+++ TEKS SUMBER
MELIHAT judulnya "Wayang Keroncong", timbul sejumlah pertanyaan dalam benak. Apakah ini hal baru dalam pertunjukan wayang atau hanya sebuah judul ?
Pertanyaan ini kemudian terbawa sampai ke suatu gedung pertunjukan, Gedung Dewi Asri STSI Bandung, di mana wayang keroncong dipergelar, Sabtu (2/5). Setelah sekian lama menyimak, ternyata ini benar-benar sebuah pertunjukan wayang walaupun hanya sebentar. Pasalnya, dua buah gebog (batang pisang) terpasang di atas panggung dengan posisi agak miring. Selain itu, tertancap juga sebuah gugunungan terbuat dari kulit dengan ukiran wayang dan tokoh buta yang bermata lebar serta giginya yang tongos dan tajam. Gugunungan itu biasanya digunakan oleh para dalang sebelum, selama, dan sesudah pertunjukan wayang.
Namun ada yang menjadi aneh, karena selain ada gugunungan dan wayang yang dimainkan di atas batang pisang, juga ada beberapa orang mengenakan kain wayang serta sejumlah orang berpakaian seperti biasa. Anehnya lagi meski ada dalang, pertunjukan wayang ini tidak diiringi dengan seperangkat gamelan seperti kendang, saron, bonang, rebab, dan sebagainya. Namun, pergelaran wayang ini diiringi musik keroncong lengkap dengan penyanyinya yang mengenakan kebaya putih mirip penampilan sinden. Bedanya, si penari duduk di luar panggung dan sesekali berdiri ketika melantunkan lagu. Sedangkan sinden, duduk di atas panggung sejajar dengan para nayaga serta tetap duduk ketika melantunkan lagu.
Sedangkan keberadaan orang-orang yang mengenakan pakaian wayang dan pakaian biasa, ternyata mereka adalah para pemain teater dengan berbagai karakter. Mereka memainkan tema cerita yang saat itu berjudul "Cuk dan Cis", yang diangkat dari sebuah cerita pendek karya Vincent Mahieu terjemahan H.B. Jassin. Keberadaan wayang sendiri, hanyalah dijadikan objek tambahan sebagai sebuah teater lama.
++++++
+++ INFORMASI YANG DIBERIKAN
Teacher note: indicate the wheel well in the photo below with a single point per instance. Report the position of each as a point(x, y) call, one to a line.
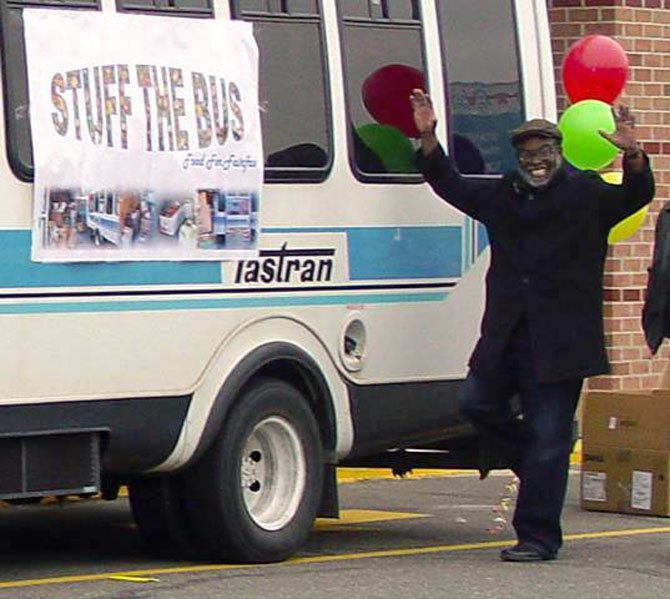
point(312, 390)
++++++
LANGKAH KERJA:
[A] Jawablah pertanyaan berikut berdasarkan artikel tentang wayang keroncong.
(i) Di gedung mana wayang keroncong dipergelarkan?
(ii) Musik apa yang mengiringi pergelaran itu sebagai pengganti gamelan?
(iii) Apa judul cerita yang dimainkan, dan dari cerita pendek karya siapa cerita itu diangkat?
[B] Ringkaslah artikel tentang wayang keroncong dalam dua kalimat.
[C] Tuliskan kelanjutan artikel tentang wayang keroncong, dimulai setelah kalimat terakhirnya.

JAWABAN TERTULIS:
[A]
(i) Gedung Dewi Asri STSI Bandung.
(ii) Musik keroncong, lengkap dengan penyanyinya.
(iii) "Cuk dan Cis", diangkat dari cerita pendek karya Vincent Mahieu terjemahan H.B. Jassin.

[B] Wayang keroncong dipergelarkan di Gedung Dewi Asri STSI Bandung dengan dalang, gugunungan, dan wayang yang dimainkan di atas batang pisang, tetapi diiringi musik keroncong lengkap dengan penyanyinya, bukan gamelan. Para pemain teater yang berpakaian wayang dan berpakaian biasa membawakan cerita "Cuk dan Cis" dari cerita pendek karya Vincent Mahieu terjemahan H.B. Jassin, sedangkan wayang hanya menjadi objek tambahan sebagai sebuah teater lama.

[C]
Menurut asisten sutradara yang juga pemain, HermanaHMT, sebenarnya pergelaran wayang merupakan sebuah pertunjukan teater yang usianya sudah tua seiring penyebaran agama Islam di tanah Jawa, beberapa abad lalu. Keberadaan seni wayang dijadikan sarana penyebaran agama Islam oleh para sunan yang jumlahnya sembilan atau dikenal Wali Sanga. Penyebaran agama Islam melalui seni wayang, ternyata dinilai lebih efektif. Karena, kala itu masyarakat lebih menyenangi seni budaya, termasuk seni wayang yang relatif baru.
Sebagai sebuah pertunjukan teater, seni wayang tidak pernah dijadikan rujukan atau dipelajari oleh klub-klub teater di Indonesia. Menurut Hermana HMT, klub-klub teater di Indonesia lebih banyak menginduk pada pertunjukan teater modern dari luar negeri. "Padahal, dalam seni wayang sangat sarat dengan adegan, intrik serta pelajaran yang bisa diambil oleh para seniman teater," ujarnya.
Karena itu, Hermana bersama Behindtheactor's mencoba menggelar pertunjukan teater berlatar belakang pergelaran wayang dengan alunan musik keroncong. Hermana HMT ingin menampilkan nuansa baru dalam berteater, yang memadukan unsur teater dengan pergelaran wayang. Boleh jadi, pertunjukan ini merupakan hal baru dalam bidang teater dan wayang golek.
Walaupun demikian, Hermana HMT mengaku tidak ambil pusing jika ada klub teater atau seniman teater termasuk seniman wayang golek dan dalang memprotes pertunjukannya. "Ya, silakan saja mau protes atau tidak. Tapi, saya mau menunjukkan genre baru dalam berteater dan wayang golek," ujarnya.
Tidak gentar
Sementara cerita dari Cuk dan Cis sendiri menceritakan seorang pengembara yang tidak pernah lelah, yakni Cuk. Dia merupakan seorang yang tidak gentar dan pandai berenang ini terus mengembara mencari tambatan hatinya. Cuk yang bernama Gerda ini merupakan seorang gadis yang hidup di zaman Belanda dan mencintai seorang guru musiknya, Tuan Barres. Tuan Barres sendiri hidup di sebuah pemakaman Cina dan Belanda.
Cuk alias Gerda kemudian bersahabat dengan Man. Bersama Man inilah, Cuk berusaha mendapatkan cinta Tuan Barres. Namun cintanya tak terbalas, sampai akhirnya Cuk meninggal di pangkuan Man.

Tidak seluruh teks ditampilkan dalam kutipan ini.